Content starts

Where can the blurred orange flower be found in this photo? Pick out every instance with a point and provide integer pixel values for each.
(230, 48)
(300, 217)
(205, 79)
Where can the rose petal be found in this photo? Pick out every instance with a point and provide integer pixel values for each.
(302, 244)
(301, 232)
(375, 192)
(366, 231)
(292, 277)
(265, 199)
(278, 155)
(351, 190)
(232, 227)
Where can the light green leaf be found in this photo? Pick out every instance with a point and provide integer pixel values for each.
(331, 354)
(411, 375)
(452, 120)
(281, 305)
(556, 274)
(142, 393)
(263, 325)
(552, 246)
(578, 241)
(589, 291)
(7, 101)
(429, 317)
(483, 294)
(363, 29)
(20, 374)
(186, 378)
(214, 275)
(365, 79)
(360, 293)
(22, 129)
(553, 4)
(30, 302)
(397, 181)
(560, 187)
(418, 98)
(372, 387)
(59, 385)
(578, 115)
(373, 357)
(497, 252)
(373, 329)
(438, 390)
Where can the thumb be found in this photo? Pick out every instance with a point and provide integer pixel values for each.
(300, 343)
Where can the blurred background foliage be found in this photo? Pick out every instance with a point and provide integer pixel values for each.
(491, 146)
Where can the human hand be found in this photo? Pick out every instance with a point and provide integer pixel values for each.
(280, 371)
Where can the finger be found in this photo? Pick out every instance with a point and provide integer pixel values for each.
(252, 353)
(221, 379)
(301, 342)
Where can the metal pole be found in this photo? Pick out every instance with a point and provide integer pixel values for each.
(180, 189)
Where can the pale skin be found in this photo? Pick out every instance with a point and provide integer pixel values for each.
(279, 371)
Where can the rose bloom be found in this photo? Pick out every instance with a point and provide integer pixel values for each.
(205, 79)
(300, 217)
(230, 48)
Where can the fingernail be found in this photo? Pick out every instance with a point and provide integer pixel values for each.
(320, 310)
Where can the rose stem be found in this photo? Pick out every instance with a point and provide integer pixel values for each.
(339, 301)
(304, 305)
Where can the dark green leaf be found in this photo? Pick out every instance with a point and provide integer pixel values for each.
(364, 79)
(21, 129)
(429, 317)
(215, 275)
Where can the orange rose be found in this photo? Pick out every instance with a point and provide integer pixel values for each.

Content ends

# Instructions for the task:
In the entries above, take the line containing "Where can the dark" and each later line through the last, and repeat them exactly. Output nothing else.

# Answer to the exercise:
Where can the dark green leaf be found in this photo? Pick out every instance with a point and provide integer pixel values for each.
(364, 79)
(21, 129)
(429, 317)
(215, 275)
Where can the orange rose be found in this photo? Pick out every instance with a point and provide integer pixel values for each.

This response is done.